**** TEXTO DE LECTURA ****
Podríamos agregar aquí que el hecho de su nacimiento en este mundo como hombre también puede ocuparnos en relación con los emblemas de la Cena. Fue entonces cuando tomó forma de hombre, un cuerpo de carne y sangre. Por eso su nacimiento, muerte, resurrección, glorificación y segunda venida necesariamente acuden a nuestra mente cada vez que comemos el pan y bebemos la copa debidamente. De ahí que no necesitemos un día especial en el año para conmemorar su nacimiento, otro para su muerte ni otro para su resurrección. Nada se dice en cuanto a celebrar tales días en las Escrituras. En cambio, el Señor quiere que nos acordemos de Él en su nacimiento, muerte, resurrección, glorificación y retorno cada primer día de la semana.
Pruébese cada uno a sí mismo
Veamos ahora las palabras solemnes del apóstol en cuanto a comer y beber la Cena indignamente. “De manera que cualquiera que comiere este pan o bebiere esta copa del Señor indignamente, será culpado del cuerpo y de la sangre del Señor. Por tanto, pruébese cada uno a sí mismo, y coma así del pan, y beba de la copa. Porque el que come y bebe indignamente, sin discernir el cuerpo del Señor, juicio come y bebe para sí” (1 Corintios 11:27-29).
Si tenemos en cuenta lo que ya hemos considerado sobre el desorden entre los corintios en cuanto a la Cena del Señor, veremos que el significado de comer y beber indignamente no se refiere a la dignidad o indignidad de las personas como tales, sino a la manera indigna de comer la Cena. Si el hecho de comer la Cena dependiera de la dignidad personal, nadie sobre la faz de la tierra podría participar de ella. Nadie en sí mismo es digno de participar de la Cena. Hemos sido hechos dignos solo porque Cristo nos ha recibido a pesar de nuestra condición perdida, nos ha limpiado con su sangre, y así nos ha hecho aptos para su presencia. De esta forma nos ha dado el derecho de tomar parte en la Cena. Este derecho es el resultado de lo que Él hizo por nosotros; no es por causa de ningún mérito ni dignidad personal.
**** DATOS ****
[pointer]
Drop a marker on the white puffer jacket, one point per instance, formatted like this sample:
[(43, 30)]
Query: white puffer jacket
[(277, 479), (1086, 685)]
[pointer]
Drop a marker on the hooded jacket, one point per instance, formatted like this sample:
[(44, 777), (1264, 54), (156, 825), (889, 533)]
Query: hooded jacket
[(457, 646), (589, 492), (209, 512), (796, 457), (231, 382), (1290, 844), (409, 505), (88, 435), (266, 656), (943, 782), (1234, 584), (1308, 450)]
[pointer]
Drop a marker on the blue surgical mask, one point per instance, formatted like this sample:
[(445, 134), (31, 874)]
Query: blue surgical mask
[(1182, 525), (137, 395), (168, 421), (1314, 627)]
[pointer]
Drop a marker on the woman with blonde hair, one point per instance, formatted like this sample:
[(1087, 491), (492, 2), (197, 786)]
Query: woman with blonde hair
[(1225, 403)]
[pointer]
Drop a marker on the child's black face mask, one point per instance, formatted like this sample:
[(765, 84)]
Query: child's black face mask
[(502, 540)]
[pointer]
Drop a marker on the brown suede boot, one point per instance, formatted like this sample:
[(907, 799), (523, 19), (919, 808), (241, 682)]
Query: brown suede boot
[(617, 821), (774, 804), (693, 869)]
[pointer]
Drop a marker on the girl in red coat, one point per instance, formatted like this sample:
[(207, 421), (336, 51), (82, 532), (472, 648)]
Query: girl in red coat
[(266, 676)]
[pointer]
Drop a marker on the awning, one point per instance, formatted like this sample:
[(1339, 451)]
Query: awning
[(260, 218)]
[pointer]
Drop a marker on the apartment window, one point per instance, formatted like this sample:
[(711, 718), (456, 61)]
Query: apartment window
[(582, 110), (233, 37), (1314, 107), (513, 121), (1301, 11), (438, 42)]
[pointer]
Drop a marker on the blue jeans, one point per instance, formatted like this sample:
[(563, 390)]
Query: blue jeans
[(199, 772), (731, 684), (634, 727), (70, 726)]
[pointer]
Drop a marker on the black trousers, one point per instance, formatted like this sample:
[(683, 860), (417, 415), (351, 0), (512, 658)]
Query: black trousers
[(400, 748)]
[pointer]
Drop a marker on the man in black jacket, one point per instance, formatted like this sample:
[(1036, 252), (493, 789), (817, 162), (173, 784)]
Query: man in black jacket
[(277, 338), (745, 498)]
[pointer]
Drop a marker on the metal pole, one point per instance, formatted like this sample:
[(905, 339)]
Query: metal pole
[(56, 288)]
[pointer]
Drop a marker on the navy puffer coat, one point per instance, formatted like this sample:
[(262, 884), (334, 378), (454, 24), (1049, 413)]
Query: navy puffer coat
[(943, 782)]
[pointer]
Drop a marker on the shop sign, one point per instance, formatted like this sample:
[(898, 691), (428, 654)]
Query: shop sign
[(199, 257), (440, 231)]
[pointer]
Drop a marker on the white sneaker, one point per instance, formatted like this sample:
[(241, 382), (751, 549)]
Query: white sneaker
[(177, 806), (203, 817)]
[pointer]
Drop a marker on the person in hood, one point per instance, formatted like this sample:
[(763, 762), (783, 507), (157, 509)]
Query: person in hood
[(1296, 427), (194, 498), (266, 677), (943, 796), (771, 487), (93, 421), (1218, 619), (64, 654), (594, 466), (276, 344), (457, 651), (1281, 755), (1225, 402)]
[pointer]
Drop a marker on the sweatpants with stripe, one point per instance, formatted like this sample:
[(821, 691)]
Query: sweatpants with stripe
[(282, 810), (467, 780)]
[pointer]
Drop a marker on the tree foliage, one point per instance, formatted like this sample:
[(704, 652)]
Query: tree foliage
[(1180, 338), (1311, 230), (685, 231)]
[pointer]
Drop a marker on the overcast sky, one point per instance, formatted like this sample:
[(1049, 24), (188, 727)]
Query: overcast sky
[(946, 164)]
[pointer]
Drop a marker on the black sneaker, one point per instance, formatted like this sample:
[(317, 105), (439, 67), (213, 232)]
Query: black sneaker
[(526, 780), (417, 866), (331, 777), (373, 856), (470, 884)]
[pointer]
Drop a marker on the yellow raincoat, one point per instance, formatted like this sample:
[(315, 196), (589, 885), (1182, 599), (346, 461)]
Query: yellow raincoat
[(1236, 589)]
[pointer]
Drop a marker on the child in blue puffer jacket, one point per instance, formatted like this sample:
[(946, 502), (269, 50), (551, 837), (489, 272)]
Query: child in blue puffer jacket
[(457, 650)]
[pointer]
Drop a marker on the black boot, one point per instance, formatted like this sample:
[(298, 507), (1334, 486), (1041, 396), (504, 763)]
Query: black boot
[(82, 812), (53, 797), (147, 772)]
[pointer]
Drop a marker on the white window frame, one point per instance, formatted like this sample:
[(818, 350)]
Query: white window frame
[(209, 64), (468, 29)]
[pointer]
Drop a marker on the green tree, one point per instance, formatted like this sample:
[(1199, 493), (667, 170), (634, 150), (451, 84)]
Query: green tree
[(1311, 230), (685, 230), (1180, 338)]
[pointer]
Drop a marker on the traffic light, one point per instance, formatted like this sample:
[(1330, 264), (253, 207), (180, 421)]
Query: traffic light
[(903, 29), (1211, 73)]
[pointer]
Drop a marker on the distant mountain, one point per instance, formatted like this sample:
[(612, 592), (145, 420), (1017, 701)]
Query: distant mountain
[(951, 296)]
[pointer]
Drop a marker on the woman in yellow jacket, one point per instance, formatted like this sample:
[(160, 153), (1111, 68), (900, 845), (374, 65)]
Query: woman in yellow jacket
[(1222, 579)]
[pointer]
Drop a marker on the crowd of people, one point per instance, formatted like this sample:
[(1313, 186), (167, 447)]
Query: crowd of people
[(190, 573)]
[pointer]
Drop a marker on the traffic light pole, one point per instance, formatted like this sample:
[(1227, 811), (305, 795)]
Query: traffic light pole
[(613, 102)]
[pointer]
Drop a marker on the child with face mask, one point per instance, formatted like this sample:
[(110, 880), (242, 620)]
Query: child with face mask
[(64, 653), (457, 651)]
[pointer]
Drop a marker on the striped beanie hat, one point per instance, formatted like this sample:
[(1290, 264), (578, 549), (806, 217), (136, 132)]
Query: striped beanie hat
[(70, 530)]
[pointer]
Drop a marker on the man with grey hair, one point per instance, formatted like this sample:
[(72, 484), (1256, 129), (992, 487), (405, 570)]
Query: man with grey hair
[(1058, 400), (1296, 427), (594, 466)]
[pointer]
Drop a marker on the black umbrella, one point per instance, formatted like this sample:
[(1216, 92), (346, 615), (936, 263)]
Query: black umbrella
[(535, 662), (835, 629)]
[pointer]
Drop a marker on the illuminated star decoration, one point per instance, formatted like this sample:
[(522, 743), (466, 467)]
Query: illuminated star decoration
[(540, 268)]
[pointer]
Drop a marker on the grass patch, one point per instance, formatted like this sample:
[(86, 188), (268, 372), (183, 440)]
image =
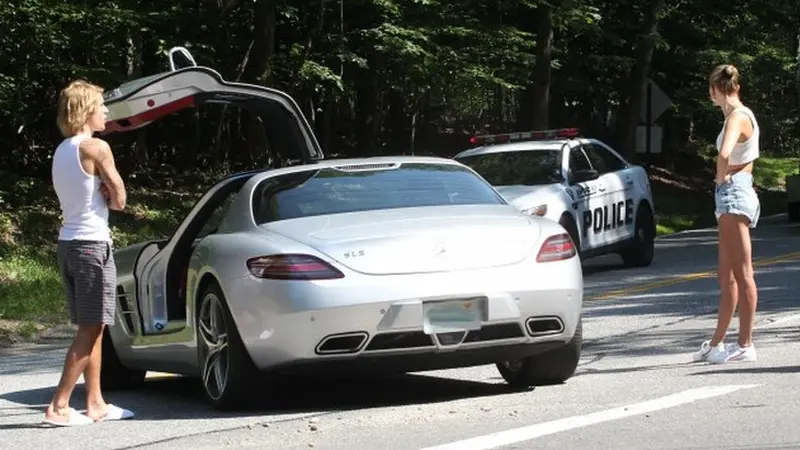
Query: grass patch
[(30, 285), (771, 173), (684, 198)]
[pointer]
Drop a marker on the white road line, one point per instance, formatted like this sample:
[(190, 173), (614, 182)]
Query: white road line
[(516, 435), (783, 319)]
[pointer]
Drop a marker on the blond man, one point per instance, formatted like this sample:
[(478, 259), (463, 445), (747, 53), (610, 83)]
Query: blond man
[(87, 184)]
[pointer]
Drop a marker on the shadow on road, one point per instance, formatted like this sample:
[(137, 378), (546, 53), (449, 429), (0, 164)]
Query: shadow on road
[(178, 398)]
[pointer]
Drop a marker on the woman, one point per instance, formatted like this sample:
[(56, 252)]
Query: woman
[(737, 210)]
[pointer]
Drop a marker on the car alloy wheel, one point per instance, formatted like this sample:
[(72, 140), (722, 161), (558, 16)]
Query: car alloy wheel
[(214, 335)]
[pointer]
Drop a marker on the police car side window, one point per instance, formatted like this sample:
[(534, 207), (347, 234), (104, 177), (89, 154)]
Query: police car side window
[(602, 160), (577, 160)]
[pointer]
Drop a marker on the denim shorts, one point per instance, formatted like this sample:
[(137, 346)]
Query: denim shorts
[(738, 196)]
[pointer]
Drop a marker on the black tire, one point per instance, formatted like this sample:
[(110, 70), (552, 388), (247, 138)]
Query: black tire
[(113, 374), (639, 253), (235, 390), (794, 211), (548, 368)]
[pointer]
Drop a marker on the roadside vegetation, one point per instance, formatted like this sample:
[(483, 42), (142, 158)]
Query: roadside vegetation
[(30, 289)]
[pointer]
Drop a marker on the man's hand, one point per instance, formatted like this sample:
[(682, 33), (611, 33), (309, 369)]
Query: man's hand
[(105, 192)]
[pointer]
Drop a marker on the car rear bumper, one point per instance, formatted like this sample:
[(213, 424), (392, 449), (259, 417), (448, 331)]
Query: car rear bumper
[(518, 317)]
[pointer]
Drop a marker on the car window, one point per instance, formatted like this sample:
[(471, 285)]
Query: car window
[(528, 167), (577, 160), (368, 187), (217, 215), (602, 160)]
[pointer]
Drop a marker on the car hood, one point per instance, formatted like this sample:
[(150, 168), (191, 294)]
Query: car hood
[(520, 195)]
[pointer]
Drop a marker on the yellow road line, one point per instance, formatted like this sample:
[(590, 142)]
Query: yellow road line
[(153, 375), (684, 278)]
****
• [EJERCICIOS]
1 - Según el texto sobre la Cena del Señor, ¿cada cuánto quiere el Señor que nos acordemos de Él?
2 - Extrae del texto sobre la Cena del Señor, sin cambiar nada, el fragmento que va de "Podríamos agregar aquí" a "de la semana.".

• [RESPUESTAS]
1 - Cada primer día de la semana.

2 -
Podríamos agregar aquí que el hecho de su nacimiento en este mundo como hombre también puede ocuparnos en relación con los emblemas de la Cena. Fue entonces cuando tomó forma de hombre, un cuerpo de carne y sangre. Por eso su nacimiento, muerte, resurrección, glorificación y segunda venida necesariamente acuden a nuestra mente cada vez que comemos el pan y bebemos la copa debidamente. De ahí que no necesitemos un día especial en el año para conmemorar su nacimiento, otro para su muerte ni otro para su resurrección. Nada se dice en cuanto a celebrar tales días en las Escrituras. En cambio, el Señor quiere que nos acordemos de Él en su nacimiento, muerte, resurrección, glorificación y retorno cada primer día de la semana.